| name | review-skill |
| description | Reviews and automatically fixes Claude Code skills against official Anthropic best practices. Use when checking skill quality, refactoring bloated skills, improving discoverability, or contributing to open-source skills. Supports review, auto-fix, external review, and PR modes. |
| license | MIT |
| argument-hint | [skill-path] [mode] |
Review Skill
Target Skill
The target skill to review is: $ARGUMENTS
If $ARGUMENTS is empty, ask the user which skill to review.
Pre-Flight Check
Before starting any mode, verify the target skill exists:
- Check the target path contains a
SKILL.md file. If not, report "No SKILL.md found at [path]" and stop.
- List all files in the skill directory and
references/ (if present) to build a complete file inventory.
- Record the initial line count of
SKILL.md with wc -l.
Mode Selection
| Mode | Trigger | Action |
|---|
| Review + Auto-Fix (default) | User says "review", "check", "grade", or gives no mode | Run full deep review, then auto-fix all findings |
| Review Only | User says "report only", "no fix", "read-only" | Run full deep review, report only, no changes |
| Auto-Fix Only | User says "fix", "improve", "refactor", "auto-fix" | Skip report, apply fixes directly |
| External Review | User says "external", target is a GitHub URL | Clone to /tmp/, full deep review, report only (read-only) |
| Auto-PR | User says "PR", "contribute", "auto-pr" | Fork, full deep review, fix, submit PR |
When no mode keyword is present, default to Review + Auto-Fix. The deep review always runs in every mode. Auto-fix always follows the deep review unless the user explicitly requests report-only output.
Setup (Optional)
Install create-skill for automated validation: see references/setup.md
All modes work without it using manual evaluation.
Mode 1: Review + Auto-Fix (Default)
Run a full deep review across every evaluation dimension, then automatically fix all findings.

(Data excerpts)
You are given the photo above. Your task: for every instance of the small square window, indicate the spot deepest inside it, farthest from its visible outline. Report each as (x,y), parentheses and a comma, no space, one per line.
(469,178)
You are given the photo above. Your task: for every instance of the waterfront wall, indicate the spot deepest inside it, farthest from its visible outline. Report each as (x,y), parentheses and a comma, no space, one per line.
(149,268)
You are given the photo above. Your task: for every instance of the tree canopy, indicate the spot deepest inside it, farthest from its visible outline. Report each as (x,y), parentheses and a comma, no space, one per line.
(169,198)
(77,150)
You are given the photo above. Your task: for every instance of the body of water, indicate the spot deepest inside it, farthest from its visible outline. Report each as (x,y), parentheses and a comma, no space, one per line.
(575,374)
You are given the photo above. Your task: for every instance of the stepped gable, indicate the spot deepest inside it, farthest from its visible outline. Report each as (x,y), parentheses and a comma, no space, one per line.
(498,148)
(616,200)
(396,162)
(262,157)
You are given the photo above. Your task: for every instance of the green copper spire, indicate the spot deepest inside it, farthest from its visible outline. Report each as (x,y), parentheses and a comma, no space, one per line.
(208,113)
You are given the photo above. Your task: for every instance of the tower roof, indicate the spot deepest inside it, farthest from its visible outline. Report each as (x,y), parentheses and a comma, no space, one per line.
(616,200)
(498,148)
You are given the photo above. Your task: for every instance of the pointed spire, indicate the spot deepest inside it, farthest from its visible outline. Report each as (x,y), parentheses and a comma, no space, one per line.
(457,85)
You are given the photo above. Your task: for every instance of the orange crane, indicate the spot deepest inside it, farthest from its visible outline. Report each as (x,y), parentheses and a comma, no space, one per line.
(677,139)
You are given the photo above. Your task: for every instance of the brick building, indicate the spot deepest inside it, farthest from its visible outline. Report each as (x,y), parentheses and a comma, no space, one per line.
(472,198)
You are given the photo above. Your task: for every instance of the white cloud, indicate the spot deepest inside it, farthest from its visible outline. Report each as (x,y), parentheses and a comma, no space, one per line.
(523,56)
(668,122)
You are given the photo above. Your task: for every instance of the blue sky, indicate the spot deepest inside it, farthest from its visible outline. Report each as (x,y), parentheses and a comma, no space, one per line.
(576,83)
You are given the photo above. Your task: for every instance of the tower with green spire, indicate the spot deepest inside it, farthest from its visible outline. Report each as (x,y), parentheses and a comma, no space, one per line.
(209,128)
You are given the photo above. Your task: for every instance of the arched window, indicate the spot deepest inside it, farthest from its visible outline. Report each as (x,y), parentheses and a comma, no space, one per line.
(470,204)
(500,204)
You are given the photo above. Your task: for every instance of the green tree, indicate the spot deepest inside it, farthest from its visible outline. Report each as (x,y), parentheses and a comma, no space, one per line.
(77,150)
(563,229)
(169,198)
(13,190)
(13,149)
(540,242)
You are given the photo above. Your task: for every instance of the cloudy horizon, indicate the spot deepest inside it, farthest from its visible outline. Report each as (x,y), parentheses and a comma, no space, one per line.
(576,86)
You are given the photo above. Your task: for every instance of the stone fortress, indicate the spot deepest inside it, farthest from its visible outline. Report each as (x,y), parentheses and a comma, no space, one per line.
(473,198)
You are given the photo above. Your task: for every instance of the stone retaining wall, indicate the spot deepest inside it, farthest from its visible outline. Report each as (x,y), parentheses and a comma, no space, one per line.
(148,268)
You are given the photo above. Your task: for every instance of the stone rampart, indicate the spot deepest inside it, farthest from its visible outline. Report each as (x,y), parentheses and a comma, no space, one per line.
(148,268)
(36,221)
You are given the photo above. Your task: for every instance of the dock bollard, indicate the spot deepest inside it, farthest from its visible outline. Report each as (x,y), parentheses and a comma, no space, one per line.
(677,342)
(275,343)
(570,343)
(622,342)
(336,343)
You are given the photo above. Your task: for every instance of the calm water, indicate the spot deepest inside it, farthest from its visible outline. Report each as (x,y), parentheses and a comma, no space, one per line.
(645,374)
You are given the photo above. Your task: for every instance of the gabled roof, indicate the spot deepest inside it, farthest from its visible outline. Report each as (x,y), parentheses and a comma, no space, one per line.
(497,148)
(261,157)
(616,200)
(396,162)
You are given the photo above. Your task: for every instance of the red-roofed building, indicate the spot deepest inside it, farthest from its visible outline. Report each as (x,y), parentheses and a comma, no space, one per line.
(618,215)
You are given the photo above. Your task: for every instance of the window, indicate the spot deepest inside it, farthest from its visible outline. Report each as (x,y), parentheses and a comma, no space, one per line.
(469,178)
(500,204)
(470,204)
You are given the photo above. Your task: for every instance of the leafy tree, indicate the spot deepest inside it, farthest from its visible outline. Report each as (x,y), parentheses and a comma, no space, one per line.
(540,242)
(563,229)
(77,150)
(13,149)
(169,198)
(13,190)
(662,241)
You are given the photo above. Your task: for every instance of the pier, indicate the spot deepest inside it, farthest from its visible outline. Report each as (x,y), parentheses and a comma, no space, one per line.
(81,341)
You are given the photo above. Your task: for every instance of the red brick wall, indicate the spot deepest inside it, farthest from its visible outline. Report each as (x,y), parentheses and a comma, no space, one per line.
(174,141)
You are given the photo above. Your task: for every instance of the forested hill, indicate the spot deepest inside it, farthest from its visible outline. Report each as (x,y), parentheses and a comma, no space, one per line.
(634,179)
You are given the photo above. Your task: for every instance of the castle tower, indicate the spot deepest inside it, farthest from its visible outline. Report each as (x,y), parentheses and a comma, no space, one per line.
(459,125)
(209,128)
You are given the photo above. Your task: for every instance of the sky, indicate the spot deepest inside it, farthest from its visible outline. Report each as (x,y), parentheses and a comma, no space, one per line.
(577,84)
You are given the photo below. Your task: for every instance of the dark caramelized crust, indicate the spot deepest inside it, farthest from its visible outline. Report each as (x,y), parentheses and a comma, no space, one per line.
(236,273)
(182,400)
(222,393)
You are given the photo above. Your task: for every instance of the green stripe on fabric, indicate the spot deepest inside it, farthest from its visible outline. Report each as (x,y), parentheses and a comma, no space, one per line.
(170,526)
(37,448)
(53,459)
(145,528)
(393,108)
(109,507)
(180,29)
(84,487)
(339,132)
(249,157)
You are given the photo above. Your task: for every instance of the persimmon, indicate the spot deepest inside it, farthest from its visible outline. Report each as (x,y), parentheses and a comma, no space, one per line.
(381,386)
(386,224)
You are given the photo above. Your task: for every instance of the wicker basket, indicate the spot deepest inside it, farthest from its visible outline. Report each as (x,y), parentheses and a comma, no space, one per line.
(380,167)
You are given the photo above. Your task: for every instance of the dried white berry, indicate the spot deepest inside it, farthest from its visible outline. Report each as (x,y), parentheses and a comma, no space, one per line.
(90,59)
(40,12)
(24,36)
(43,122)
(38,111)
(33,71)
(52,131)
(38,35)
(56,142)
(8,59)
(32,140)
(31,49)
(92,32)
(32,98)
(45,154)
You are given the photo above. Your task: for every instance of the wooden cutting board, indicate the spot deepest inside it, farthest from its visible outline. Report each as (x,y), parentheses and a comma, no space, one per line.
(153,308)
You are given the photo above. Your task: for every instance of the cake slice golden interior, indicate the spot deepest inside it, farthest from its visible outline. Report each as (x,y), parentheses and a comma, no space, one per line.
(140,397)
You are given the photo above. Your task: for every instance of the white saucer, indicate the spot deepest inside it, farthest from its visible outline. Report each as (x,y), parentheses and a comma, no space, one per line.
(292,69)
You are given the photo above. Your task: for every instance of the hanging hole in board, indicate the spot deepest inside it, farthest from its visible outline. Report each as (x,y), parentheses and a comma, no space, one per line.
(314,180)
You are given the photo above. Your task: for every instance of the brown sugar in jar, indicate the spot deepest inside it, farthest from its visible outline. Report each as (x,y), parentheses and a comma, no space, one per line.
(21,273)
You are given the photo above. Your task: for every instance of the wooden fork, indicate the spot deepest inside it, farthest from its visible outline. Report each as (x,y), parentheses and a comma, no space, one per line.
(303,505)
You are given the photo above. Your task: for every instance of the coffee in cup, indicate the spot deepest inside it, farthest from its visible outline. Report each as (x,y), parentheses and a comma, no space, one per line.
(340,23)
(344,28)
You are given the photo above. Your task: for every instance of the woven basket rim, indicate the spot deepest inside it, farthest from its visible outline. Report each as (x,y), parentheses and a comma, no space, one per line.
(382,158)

» Required work:
Answer these questions from the review skill text:
(a) What should be reported if the target path has no SKILL.md file?
(b) Which mode is used when the user gives no mode keyword?
(c) In External Review mode, where is the target cloned?

» Output of the exercise:
(a) "No SKILL.md found at [path]"
(b) Review + Auto-Fix
(c) /tmp/